**Goal of the exercise:** Retype the complete listing exactly as it appears.

***** Input rows *****

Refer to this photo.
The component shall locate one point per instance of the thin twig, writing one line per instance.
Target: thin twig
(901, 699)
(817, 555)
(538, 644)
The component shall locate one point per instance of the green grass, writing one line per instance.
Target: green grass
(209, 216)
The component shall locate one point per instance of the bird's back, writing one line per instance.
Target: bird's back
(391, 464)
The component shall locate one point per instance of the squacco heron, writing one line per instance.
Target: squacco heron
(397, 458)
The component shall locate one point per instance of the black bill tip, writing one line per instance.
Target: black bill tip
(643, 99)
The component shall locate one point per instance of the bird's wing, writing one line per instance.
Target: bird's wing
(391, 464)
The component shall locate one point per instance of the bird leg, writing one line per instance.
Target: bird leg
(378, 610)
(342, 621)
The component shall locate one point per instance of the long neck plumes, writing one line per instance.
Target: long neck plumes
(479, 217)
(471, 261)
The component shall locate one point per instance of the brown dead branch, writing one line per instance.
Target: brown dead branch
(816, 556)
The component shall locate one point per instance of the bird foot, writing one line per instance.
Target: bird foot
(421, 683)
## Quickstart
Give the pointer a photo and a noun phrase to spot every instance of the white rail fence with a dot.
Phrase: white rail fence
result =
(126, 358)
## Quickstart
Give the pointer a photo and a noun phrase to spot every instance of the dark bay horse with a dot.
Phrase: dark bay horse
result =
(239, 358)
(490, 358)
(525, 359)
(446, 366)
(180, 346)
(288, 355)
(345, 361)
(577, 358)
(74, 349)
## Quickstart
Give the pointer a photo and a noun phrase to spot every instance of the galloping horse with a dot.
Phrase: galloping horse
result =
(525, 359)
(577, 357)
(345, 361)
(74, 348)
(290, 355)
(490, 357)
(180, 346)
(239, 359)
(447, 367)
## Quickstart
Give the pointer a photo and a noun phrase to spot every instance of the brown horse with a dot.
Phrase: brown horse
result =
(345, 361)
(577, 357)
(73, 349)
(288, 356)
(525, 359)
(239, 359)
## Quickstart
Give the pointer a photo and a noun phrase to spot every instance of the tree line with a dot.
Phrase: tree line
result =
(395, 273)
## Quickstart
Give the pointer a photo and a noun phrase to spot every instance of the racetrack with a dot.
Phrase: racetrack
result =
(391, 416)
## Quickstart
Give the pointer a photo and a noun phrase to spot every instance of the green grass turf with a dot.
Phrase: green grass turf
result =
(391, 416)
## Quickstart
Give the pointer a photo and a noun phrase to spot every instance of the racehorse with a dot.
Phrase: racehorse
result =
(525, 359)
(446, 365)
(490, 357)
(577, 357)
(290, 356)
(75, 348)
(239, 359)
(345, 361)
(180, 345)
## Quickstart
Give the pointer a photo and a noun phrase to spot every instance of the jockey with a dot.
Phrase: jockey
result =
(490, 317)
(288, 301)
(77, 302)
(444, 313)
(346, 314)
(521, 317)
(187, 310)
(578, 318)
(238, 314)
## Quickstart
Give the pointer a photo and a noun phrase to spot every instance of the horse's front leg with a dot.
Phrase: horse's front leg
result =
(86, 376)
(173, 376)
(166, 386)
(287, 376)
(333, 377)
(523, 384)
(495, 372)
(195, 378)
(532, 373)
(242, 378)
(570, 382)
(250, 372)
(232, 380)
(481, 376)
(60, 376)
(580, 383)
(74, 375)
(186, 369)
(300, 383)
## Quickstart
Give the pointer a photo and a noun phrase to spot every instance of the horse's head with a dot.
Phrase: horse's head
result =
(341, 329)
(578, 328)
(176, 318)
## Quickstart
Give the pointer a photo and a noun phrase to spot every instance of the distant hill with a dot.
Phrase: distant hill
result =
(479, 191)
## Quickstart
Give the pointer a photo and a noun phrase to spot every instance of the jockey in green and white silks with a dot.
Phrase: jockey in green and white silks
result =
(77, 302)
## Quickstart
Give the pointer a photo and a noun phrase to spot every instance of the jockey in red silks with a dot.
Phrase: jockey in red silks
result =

*****

**Result for this exercise:**
Refer to this photo.
The component shall locate one point per instance of the thin twig, writing one line per instance.
Target: thin twig
(901, 699)
(817, 555)
(538, 644)
The component shall locate one point per instance of the green grass, writing one line per instance.
Target: green grass
(209, 216)
The component shall locate one point per instance of the bird's back, writing one line per instance.
Target: bird's back
(391, 464)
The component shall locate one point per instance of the squacco heron, writing one line per instance.
Target: squacco heron
(397, 458)
The component shall locate one point per instance of the black bill tip, writing one line per instance.
Target: black bill tip
(643, 99)
The component shall locate one point per instance of the bird's wing, writing one line per instance.
Target: bird's wing
(391, 464)
The component shall locate one point per instance of the bird leg, writing one line per instance.
Target: bird leg
(378, 610)
(342, 621)
The component shall locate one point per instance of the long neck plumes, writing one line per instance.
Target: long neck plumes
(479, 217)
(471, 261)
The component shall locate one point per instance of the brown dead branch, writing one line per instance.
Target: brown dead branch
(816, 556)
The component shall locate one point per instance of the bird foot, writing one line per instance.
Target: bird foot
(421, 683)
## Quickstart
Give the pointer a photo and a noun phrase to spot every instance of the white rail fence with a dot.
Phrase: white rail fence
result =
(126, 358)
## Quickstart
Give the pointer a photo and a noun phrase to spot every instance of the dark bay horse with a dot.
Phrase: dark bay horse
result =
(239, 358)
(490, 358)
(525, 359)
(446, 366)
(180, 346)
(288, 355)
(345, 361)
(577, 358)
(74, 349)
## Quickstart
Give the pointer a photo and a noun phrase to spot every instance of the galloping horse with a dot.
Phrase: galloping horse
result =
(525, 359)
(577, 357)
(345, 361)
(74, 348)
(290, 355)
(490, 357)
(180, 346)
(239, 359)
(447, 367)
## Quickstart
Give the pointer a photo and a noun phrase to spot every instance of the brown horse with a dot.
Phrase: brown horse
result =
(345, 361)
(577, 357)
(73, 349)
(288, 356)
(525, 359)
(239, 359)
## Quickstart
Give the pointer a photo and a noun phrase to spot every instance of the tree line with a dot.
Phrase: tree line
result =
(395, 273)
## Quickstart
Give the pointer a photo and a noun phrase to spot every instance of the racetrack with a dot.
Phrase: racetrack
result =
(391, 416)
## Quickstart
Give the pointer a photo and a noun phrase to spot every instance of the green grass turf with a dot.
Phrase: green grass turf
result =
(391, 416)
## Quickstart
Give the pointer a photo and a noun phrase to spot every instance of the racehorse with a dot.
Phrase: racehorse
result =
(525, 359)
(446, 365)
(490, 357)
(577, 357)
(290, 356)
(75, 348)
(239, 359)
(345, 361)
(180, 345)
## Quickstart
Give the pointer a photo and a noun phrase to spot every instance of the jockey with a dot.
Phrase: jockey
result =
(490, 317)
(288, 301)
(77, 302)
(444, 313)
(346, 314)
(521, 317)
(187, 310)
(578, 318)
(238, 314)
## Quickstart
Give the pointer a photo and a noun phrase to spot every instance of the horse's front leg with a dot.
Phrase: horse's front leg
result =
(86, 376)
(173, 376)
(166, 386)
(287, 376)
(333, 377)
(523, 384)
(495, 372)
(195, 378)
(532, 373)
(242, 378)
(570, 382)
(250, 372)
(232, 380)
(481, 376)
(60, 376)
(580, 383)
(74, 375)
(186, 369)
(300, 383)
## Quickstart
Give the pointer a photo and a noun phrase to spot every instance of the horse's head with a dot.
Phrase: horse's head
result =
(341, 329)
(578, 328)
(176, 318)
## Quickstart
Give the pointer a photo and a noun phrase to spot every instance of the distant hill with a dot.
Phrase: distant hill
result =
(479, 191)
## Quickstart
Give the pointer a photo and a noun phrase to spot every instance of the jockey in green and white silks with a dot.
Phrase: jockey in green and white silks
result =
(77, 302)
## Quickstart
Give the pointer a photo and a noun phrase to spot every instance of the jockey in red silks with a dot.
Phrase: jockey in red silks
result =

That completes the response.